***** Passage to read *****
Anders Brownworth

Technology and Disruption

Distributed Data - Hadoop, Hbase and Hive

Working at, we run across quite a bit of data. For example, just keeping a record of each phone call that goes across our network creates Gigabytes of data on a daily basis. Summarizing all of this data by throwing it into a relational database like PostgreSQL, or MySQL requires ever more expensive computers with scads of RAM and disk space. Eventually you start resorting to tricks like using a new table for each day's worth of data so your working set of data doesn't become unrealistically large. This works well for applications that need to see data within one day like a pricing engine but requires a view or some other overarching mechanism for summarizing multi-day data. And then as data becomes old, it needs to be migrated off to other servers because there is never enough disk space, complicating large date range queries even more. Your only option is to buy a more beefy computer and keep the data less fragmented.

This is simply unsustainable when your data gets into the Terabyte and Petabyte range. So rather than stay in this vicious cycle, I decided to start taking a look at the distributed approach. Rather than build a monolithic system, we should distribute the problem across a high number of cheap computers. If we spread the data across a large number of nodes, we can just ask all the nodes for the data that matches a specific query and only the nodes that have it will reply. Of course this takes more compute cycles to do but as they are done in parallel, there isn't as high a cost in terms of time like there would be for a more monolithic setup. In turn, because all of our nodes have the smarts to be able to process data, we can process the data right where the data resides rather than migrating the data to a central processing node.
*****
- **Set of tasks**
a) Write out the part of the text on distributed data that starts at "This is simply" and ends at "central processing node.".
b) Continue the text on distributed data with Hadoop, Hbase and Hive from its last sentence.
***** Data records *****
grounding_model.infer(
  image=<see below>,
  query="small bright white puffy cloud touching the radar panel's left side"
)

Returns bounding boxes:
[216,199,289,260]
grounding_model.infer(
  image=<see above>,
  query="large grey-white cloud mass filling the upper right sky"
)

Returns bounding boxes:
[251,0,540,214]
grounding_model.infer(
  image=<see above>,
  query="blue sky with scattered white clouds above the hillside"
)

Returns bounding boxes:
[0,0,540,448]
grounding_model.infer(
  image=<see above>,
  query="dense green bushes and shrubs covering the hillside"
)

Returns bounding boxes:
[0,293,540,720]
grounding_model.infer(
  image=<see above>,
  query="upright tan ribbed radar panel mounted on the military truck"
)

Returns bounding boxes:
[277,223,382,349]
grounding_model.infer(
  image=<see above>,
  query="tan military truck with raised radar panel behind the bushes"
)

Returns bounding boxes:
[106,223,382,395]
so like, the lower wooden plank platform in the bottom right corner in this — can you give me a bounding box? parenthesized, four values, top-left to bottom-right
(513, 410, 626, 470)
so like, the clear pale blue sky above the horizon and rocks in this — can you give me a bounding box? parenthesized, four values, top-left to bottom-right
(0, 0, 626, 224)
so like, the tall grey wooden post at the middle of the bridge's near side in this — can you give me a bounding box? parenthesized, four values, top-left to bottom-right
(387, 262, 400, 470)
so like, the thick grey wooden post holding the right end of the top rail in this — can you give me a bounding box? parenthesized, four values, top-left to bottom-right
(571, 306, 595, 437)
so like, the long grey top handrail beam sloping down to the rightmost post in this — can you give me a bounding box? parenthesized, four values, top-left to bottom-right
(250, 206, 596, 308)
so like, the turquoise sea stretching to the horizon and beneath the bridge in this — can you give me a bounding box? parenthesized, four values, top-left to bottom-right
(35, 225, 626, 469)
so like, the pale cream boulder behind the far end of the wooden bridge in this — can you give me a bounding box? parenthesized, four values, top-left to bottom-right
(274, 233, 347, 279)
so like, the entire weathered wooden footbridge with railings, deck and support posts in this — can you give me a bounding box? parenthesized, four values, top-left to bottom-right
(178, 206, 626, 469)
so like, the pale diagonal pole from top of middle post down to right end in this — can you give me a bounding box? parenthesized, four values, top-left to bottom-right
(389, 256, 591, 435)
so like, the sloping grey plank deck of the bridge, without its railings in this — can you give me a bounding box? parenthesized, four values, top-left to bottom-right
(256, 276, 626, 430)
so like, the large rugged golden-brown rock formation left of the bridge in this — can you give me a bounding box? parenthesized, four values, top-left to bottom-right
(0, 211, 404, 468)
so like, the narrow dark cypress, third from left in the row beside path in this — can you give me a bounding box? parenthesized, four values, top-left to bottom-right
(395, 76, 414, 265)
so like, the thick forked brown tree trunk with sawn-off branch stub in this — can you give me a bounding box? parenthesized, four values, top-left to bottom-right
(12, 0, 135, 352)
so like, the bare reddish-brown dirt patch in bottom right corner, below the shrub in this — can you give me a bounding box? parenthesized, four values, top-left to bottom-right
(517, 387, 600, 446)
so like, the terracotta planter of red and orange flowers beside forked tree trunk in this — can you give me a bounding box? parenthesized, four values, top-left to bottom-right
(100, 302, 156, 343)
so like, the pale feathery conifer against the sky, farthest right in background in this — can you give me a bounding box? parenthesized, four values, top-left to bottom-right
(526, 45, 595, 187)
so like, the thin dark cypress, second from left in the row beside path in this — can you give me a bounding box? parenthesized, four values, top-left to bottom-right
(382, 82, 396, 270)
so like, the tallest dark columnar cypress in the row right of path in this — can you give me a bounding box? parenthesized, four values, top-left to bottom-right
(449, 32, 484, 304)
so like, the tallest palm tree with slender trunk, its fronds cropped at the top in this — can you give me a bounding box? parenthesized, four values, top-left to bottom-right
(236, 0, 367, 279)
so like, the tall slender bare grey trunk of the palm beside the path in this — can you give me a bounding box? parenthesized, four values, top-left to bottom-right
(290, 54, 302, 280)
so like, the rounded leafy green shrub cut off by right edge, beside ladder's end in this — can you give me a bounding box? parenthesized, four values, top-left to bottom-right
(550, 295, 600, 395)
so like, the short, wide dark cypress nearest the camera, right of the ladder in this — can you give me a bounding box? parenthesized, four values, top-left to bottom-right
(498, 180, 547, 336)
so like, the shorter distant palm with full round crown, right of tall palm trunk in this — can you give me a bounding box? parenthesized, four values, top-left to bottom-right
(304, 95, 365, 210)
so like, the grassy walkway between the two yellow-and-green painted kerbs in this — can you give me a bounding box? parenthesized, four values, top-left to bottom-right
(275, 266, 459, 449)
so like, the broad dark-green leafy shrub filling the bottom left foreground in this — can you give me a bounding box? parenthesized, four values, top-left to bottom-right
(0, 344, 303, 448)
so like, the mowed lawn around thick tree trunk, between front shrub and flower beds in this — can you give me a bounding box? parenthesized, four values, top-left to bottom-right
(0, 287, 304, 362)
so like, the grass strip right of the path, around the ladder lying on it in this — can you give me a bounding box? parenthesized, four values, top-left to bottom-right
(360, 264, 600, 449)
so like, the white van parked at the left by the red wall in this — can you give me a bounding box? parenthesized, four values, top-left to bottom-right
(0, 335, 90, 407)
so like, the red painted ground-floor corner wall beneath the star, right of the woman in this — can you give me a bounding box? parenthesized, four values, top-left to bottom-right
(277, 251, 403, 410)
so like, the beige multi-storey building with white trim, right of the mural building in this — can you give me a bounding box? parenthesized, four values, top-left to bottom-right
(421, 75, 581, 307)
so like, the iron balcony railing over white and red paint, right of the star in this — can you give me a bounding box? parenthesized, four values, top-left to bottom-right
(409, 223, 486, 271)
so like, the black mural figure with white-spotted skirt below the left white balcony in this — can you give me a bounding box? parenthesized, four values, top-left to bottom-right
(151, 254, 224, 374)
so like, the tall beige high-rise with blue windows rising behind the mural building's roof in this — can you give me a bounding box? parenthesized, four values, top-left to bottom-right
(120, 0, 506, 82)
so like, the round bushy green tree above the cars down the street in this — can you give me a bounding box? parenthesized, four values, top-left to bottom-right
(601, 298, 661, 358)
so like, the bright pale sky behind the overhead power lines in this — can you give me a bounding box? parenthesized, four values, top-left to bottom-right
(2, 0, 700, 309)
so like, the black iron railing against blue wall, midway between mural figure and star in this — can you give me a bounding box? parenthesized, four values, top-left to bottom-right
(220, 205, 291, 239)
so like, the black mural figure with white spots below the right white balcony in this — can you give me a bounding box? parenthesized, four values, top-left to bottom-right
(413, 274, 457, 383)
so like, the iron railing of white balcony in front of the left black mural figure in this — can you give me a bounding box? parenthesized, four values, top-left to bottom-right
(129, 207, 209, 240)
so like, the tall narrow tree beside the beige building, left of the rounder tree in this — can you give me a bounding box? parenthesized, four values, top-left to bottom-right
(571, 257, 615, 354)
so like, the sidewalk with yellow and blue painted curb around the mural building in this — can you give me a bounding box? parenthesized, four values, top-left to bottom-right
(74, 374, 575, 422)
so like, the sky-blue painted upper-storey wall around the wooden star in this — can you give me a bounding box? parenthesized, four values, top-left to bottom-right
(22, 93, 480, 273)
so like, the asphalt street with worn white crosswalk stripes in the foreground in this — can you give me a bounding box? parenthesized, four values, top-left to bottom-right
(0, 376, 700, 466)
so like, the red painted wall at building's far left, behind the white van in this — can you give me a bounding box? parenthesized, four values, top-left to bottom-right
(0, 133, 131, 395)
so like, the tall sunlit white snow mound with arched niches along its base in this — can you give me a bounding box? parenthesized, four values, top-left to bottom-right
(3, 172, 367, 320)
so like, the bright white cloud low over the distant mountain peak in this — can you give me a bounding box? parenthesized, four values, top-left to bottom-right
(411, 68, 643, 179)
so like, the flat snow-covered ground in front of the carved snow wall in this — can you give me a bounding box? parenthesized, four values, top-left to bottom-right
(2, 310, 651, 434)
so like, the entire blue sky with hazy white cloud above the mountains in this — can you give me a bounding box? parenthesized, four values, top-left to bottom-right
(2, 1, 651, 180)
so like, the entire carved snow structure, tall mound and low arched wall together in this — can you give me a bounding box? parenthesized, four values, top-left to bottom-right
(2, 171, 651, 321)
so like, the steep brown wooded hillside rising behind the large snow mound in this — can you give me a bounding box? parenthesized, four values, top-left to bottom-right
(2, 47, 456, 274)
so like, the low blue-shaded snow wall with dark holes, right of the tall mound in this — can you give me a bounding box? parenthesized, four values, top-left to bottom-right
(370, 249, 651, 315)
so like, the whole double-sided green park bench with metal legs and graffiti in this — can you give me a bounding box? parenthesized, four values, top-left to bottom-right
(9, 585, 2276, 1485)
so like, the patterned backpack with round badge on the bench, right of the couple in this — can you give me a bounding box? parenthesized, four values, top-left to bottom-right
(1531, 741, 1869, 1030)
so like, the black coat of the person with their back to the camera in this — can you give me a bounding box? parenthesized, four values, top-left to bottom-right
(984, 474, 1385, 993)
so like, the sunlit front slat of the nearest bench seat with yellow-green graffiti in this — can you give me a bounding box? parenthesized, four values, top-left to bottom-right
*****
- **Answers to the exercises**
a)
This is simply unsustainable when your data gets into the Terabyte and Petabyte range. So rather than stay in this vicious cycle, I decided to start taking a look at the distributed approach. Rather than build a monolithic system, we should distribute the problem across a high number of cheap computers. If we spread the data across a large number of nodes, we can just ask all the nodes for the data that matches a specific query and only the nodes that have it will reply. Of course this takes more compute cycles to do but as they are done in parallel, there isn't as high a cost in terms of time like there would be for a more monolithic setup. In turn, because all of our nodes have the smarts to be able to process data, we can process the data right where the data resides rather than migrating the data to a central processing node.

b)
Where we would be buying the most expensive computer that we could reasonably afford in the monolithic paradigm, those last few chunks of performance probably aren't worth it to us in a distributed context. Rather, we want to purchase commodity machines where we can take advantage of a reasonably fast computer for a reasonably cheap price. We don't want to pay the premium for the latest hardware where we will get more performance by buying more lower cost machines. At the same time, however, we don't want to get something underpowered for the amount of electricity each machine will consume. After all, power is the single biggest constraint in a server farm.

Now of course you have to worry about many more disks, power supplies and network connections that could fail. But rather than try to keep everything going all the time, lets just assume that failure is expected and our system should just handle that. We'll copy data to more than one node so if we loose a few of them, we'll still have access to all of our data. As nodes die, we'll probably need to redistribute that data onto other nodes so we'll need some sort of a balancing process to take care of that but that shouldn't get in the way of the entire system as a whole functioning. Solving the redundancy question by necessity right up front is a really great side perk to this design as well!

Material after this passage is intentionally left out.